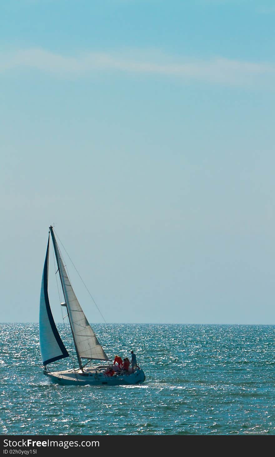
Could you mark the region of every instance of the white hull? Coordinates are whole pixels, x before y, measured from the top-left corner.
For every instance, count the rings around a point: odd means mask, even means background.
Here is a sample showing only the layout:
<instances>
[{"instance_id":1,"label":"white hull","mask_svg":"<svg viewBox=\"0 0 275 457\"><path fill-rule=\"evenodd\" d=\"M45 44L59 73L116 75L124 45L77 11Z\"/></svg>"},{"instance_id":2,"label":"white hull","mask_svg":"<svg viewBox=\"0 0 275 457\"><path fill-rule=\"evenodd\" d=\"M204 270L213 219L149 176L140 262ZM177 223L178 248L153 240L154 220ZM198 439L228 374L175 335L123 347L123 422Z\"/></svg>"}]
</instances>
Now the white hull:
<instances>
[{"instance_id":1,"label":"white hull","mask_svg":"<svg viewBox=\"0 0 275 457\"><path fill-rule=\"evenodd\" d=\"M53 383L75 386L88 384L93 386L117 386L138 384L145 381L145 375L140 368L137 368L134 372L129 372L121 374L115 372L113 376L105 374L106 369L106 367L98 367L95 368L88 368L84 372L79 369L73 369L59 372L44 370L43 373Z\"/></svg>"}]
</instances>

+===+

■ Problem to work on
Locate every line in the rows above that contains the string "rule" with the same capitalization, and copy each of those lines.

■ Expected output
[{"instance_id":1,"label":"white hull","mask_svg":"<svg viewBox=\"0 0 275 457\"><path fill-rule=\"evenodd\" d=\"M45 44L59 73L116 75L124 45L77 11Z\"/></svg>"},{"instance_id":2,"label":"white hull","mask_svg":"<svg viewBox=\"0 0 275 457\"><path fill-rule=\"evenodd\" d=\"M204 270L213 219L149 176L140 262ZM177 223L178 248L153 240L154 220ZM198 439L228 374L175 335L123 347L123 422Z\"/></svg>"}]
[{"instance_id":1,"label":"white hull","mask_svg":"<svg viewBox=\"0 0 275 457\"><path fill-rule=\"evenodd\" d=\"M53 383L75 386L88 384L93 386L117 386L138 384L145 381L145 375L140 368L137 368L134 372L129 372L121 374L115 372L113 376L105 374L106 369L106 367L98 367L95 368L88 368L84 372L79 369L73 369L59 372L44 370L43 373Z\"/></svg>"}]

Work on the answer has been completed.